-------- The records --------

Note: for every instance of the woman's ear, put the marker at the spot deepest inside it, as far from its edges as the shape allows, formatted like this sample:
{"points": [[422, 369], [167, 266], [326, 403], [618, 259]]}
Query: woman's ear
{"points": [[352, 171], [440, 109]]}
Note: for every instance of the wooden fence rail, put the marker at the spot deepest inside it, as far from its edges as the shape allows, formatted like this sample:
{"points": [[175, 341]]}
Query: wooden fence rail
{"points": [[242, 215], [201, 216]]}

--------

Exercise task: Reproduce the full listing above, requests included. Scale every point coordinate in the answers by 1.15 and round to the nearest whole number, rounding halves up. Leave the sample coordinates inside the requests unchanged.

Solution to the exercise:
Note: for every instance of the woman's ear, put the marker at the spot deepest inside it, as far from its edges as the shape allows, formatted like this sample:
{"points": [[422, 369], [167, 266], [326, 403], [618, 259]]}
Query: woman's ear
{"points": [[405, 197], [506, 125]]}
Note: for every instance of the wooden fence rail, put the marker at the spot deepest inside it, as far from its edges as the shape allows, formatted like this sample:
{"points": [[175, 341]]}
Query: wooden fence rail
{"points": [[278, 247], [231, 248]]}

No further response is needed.